_任务说明_: 请续写下面这段介绍离石汉代画像石的文字，从最后一句之后接着写。

_网页摘录_:

+===+

而“仙人”是指那些长生不老、得道成仙之人,其归宿并非灵界,而是在云气笼罩的昆仑山颠。“仙人”吸风饮露,腾云驾雾,游乎四海之外,逍遥自在。对平凡的广大劳动人民而言,“神界”是可望而不可及的崇拜对象,而“仙界”则成为人们死后所憧憬的理想境界。

而东王公和西王母正是仙界的统领,掌管生死和长生不死之神药,所以在汉代民间意识群体中,东王公和西王母有至高无上的地位。

离石汉代画像石中的奇神异兽

在汉代先民的迷信思想中,会将现实生活中看到的动植物赋予主观想象,幻化出有翅膀的祥瑞异兽和灵丹仙草被云气相缠绕,幻想逝者归西后在仙界生活中的场景。

马茂庄二号墓前室东壁右侧竖框石神兽局部图像,画像石画面共分两层:第一层刻绘了神马、仙草神树、云纹等物项;第二层刻走兽和卷云。画像石工匠将现实客观事物加以主观改造,想像马生出羽翼、龟长出兽头、仙草能长生不老,呈现出了完美的、梦幻的视觉形象。

“神鸟”组合是离石区马茂庄的马茂庄二号墓前室西壁左侧竖框石的局部图案,图像共分三层:第一层刻无尾神鸟,口衔绶带,环绕卷云纹样;第二层刻卷云、神鸟、神树;第三层刻展翅欲飞的双头神鸟,昂首翘尾,装饰有卷云纹样。

+===+

_数据节选_:
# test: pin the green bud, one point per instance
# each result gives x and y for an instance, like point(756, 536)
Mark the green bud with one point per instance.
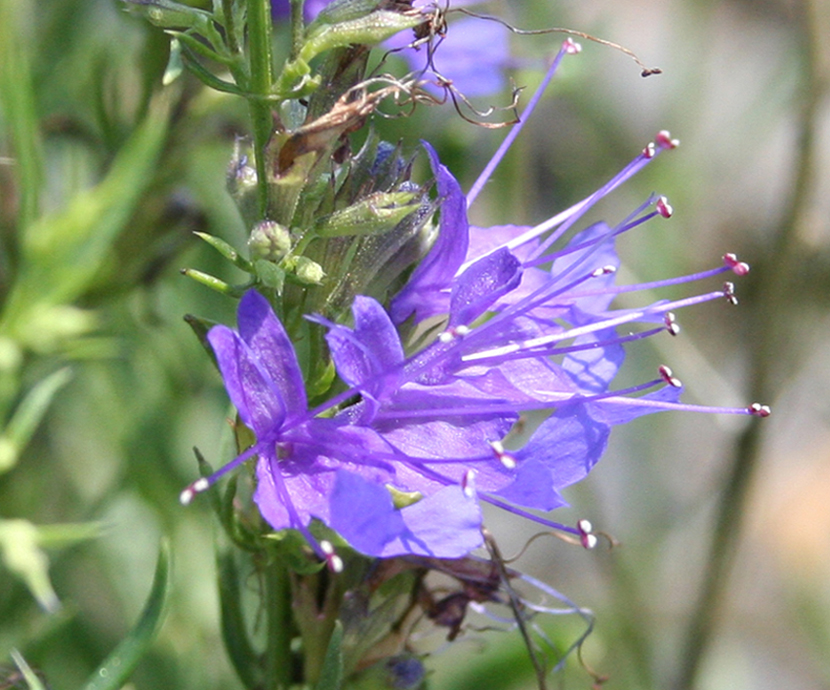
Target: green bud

+===+

_输出结果_:
图像中形象的原型都来源于人们日常生活所见所闻,却都寄托了人们主观的崇高理想,并将现实客观事物加以主观改造,最终呈现出完美的、梦幻的视觉形象。画像石所刻绘的许多形象在原始时期的艺术作品中就有呈现。

很多珍奇异兽如龙、凤、鳞、龟、鸟、鱼、牛、羊、马等形象可以追溯到部落图腾崇拜的上古时代。

原始人看到鸟有翅膀可以飞翔于空中且速度极快,看到乌龟延年益寿,看到天上的云变化莫测,看到地上的草木可以治愈伤病,便心生崇拜,以此为部落图腾寄托了美好的向往。

上古时期,人们在崇拜和神话自然力的过程中,产生了“泛灵”的思想,世间万物都被拟人化和神话。例如,古人听到打雷看到闪电,就想象天上有雷公和电母;渔夫捕鱼时偶遇洪水灾害,就想象河里有河伯出行,等等。

虽说是迷信和想象,深究其根源时,却都源自于古人日常生产、生活、劳作等客观场景。在汉画像石中常见伏羲、女娲、后羿、嫦娥、羽人等神话人物形象,还有神马、神鸟、神兽、半人半兽等理想化动物形象。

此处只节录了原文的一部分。